Every line below should be repeated exactly as written.
[Data shown — start]
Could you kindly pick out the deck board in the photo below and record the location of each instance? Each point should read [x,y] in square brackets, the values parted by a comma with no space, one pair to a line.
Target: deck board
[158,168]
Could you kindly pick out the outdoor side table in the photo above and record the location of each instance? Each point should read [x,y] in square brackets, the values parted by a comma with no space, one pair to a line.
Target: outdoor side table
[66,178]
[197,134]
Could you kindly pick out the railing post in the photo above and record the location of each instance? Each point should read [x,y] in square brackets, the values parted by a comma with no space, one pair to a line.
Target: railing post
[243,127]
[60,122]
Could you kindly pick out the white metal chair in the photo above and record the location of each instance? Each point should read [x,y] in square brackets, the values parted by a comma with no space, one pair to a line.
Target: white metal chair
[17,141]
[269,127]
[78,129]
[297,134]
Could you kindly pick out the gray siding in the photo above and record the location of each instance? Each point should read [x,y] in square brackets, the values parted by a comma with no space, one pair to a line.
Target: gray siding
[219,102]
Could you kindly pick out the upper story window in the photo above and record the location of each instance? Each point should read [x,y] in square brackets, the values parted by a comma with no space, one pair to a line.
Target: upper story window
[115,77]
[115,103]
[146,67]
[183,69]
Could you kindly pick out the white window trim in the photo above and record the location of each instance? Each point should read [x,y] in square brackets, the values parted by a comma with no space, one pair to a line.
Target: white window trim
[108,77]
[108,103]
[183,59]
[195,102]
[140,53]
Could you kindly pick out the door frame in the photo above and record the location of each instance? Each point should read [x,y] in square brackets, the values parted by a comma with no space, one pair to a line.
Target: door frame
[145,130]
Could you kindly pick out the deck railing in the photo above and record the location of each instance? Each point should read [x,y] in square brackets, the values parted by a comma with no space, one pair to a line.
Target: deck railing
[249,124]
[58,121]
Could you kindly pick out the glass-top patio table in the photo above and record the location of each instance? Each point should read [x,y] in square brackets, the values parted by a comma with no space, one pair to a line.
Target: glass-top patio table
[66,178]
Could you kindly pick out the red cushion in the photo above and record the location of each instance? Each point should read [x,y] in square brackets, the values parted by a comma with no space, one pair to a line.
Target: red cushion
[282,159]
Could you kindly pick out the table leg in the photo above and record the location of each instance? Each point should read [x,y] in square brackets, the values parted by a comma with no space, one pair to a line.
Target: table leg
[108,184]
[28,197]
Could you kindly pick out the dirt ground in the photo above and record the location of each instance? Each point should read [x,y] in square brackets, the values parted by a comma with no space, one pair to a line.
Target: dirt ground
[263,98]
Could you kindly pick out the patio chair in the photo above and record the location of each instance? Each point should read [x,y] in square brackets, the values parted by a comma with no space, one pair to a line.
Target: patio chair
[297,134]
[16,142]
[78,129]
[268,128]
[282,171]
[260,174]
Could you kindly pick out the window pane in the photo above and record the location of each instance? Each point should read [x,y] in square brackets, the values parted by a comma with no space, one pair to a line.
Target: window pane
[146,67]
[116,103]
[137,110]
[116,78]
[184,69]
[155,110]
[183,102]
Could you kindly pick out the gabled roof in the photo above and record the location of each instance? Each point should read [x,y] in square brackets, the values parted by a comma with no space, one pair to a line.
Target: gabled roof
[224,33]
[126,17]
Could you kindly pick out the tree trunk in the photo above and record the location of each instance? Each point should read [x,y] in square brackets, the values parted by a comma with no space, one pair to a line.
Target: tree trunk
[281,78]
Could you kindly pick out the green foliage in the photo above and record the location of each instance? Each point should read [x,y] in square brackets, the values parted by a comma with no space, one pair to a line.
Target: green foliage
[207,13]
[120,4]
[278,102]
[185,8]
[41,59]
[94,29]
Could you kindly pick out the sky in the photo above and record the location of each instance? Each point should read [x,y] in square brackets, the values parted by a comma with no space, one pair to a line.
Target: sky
[Data shown — finish]
Response
Could you kindly pick out the deck board in the photo below and record the location of each instance? Each point should read [x,y] in square brackets, the values parted by a comma with no space, one pair to a line.
Target: deck board
[158,168]
Could you kindly pick out the outdoor side table in the photo above and record the location of each instance? Each point should read [x,y] in square brackets, the values parted by a comma with no space, one pair to a line.
Target: outdoor side table
[66,178]
[197,134]
Could you kindly pick out the railing post in the photo above and record the location of each instance? Each point should read [x,y] in square brackets, the values parted by a comma with no space, one pair to a line.
Target: railing post
[243,127]
[60,122]
Could you kindly pick out the white metal chair in the photo above and record the location of each instance? Each point should read [x,y] in square brackets, the values parted by a comma with no space, one pair to a line.
Target: white metal chair
[17,141]
[269,127]
[78,129]
[297,134]
Could you kindly pick out the gray siding in the photo above and record the location of each instance? Each point should read [x,y] in square brackets, the values parted by a comma with no space, one pair to a line.
Target: gray siding
[219,102]
Could you kindly pick out the upper story window in the photo above and record the location of each instance? Each point should read [x,y] in square brackets, the values parted by a comma with no space, one pair to a line.
Target: upper story window
[115,77]
[115,103]
[146,67]
[183,69]
Could you kindly pick out the white window trim in the photo above and record the location of each instance? Each point should read [x,y] in square brackets, the values parted by a comma with no space, one pair to a line.
Target: white window trim
[108,77]
[108,103]
[183,59]
[195,102]
[140,53]
Could you kindly pick out the door frame in the photo above and record the location of each instance? Each point should read [x,y] in square brackets, the values parted by a comma with no space, one pair to a line.
Target: door frame
[145,130]
Could you kindly pick out the deck railing in the photo above and record the location of each instance? Each point should read [x,y] in square brackets, the values parted by a comma with no space, one pair to a line.
Target: deck railing
[249,124]
[58,121]
Could you kindly pick out the glass-top patio table in the photo above and record the location of each instance? Each point should read [x,y] in square brackets, the values parted by a comma with no space, one pair to a line.
Target: glass-top patio table
[66,178]
Could you kindly pick out the red cushion in the photo above and record the location of each instance? Each point should read [x,y] in square brackets, the values parted by a comma with no space, one pair to a line.
Target: red cushion
[282,159]
Could you kindly pick out the table leg in the photo above and record the location of each instance? Each point should read [x,y] in square brackets, the values parted by a comma with no space, one pair to a line.
Target: table leg
[108,184]
[28,197]
Could you kindly pick out the dirt ground in the photo above and record the location of each instance? Each point should read [x,y] in square brackets, the values parted by a comma with no space, one pair to a line.
Target: dirt ground
[263,98]
Could you kindly pick out the patio chair in the photo above and record the location of each instance? Each point should read [x,y] in square brackets, the values parted by a comma with no space, one pair to a line.
Target: patio chair
[297,134]
[16,142]
[78,129]
[268,128]
[282,171]
[260,174]
Could you kindly pick out the window pane in the photo above and record the location of each instance? Each point should read [x,y] in square brackets, the values parted by a comma with no space, one pair to a line.
Target: window pane
[146,67]
[116,103]
[137,110]
[116,78]
[184,69]
[155,110]
[183,102]
Could you kindly pick out the gabled roof in the photo above and record the location of each instance? Each point should read [x,y] in square brackets, the values parted by a comma with no space, one pair to a line.
Target: gabled roof
[224,33]
[126,17]
Could you kindly pick out the tree trunk in the photo above and record the location of each instance? Each point should read [x,y] in square brackets, the values parted by a comma with no space, one pair to a line.
Target: tree trunk
[281,78]
Could you kindly pick out the green foliage in the photo above and record the location of each instance? Each point should read [x,y] in square brackets, the values parted by a comma with no space, one pair to a line.
Target: green foliage
[207,13]
[120,4]
[278,102]
[185,8]
[41,59]
[94,29]
Could you kindly pick out the sky in the photo above and record the location of each instance? Each point should read [x,y] in square brackets, the values parted by a comma with no space, one pair to a line.
Target: sky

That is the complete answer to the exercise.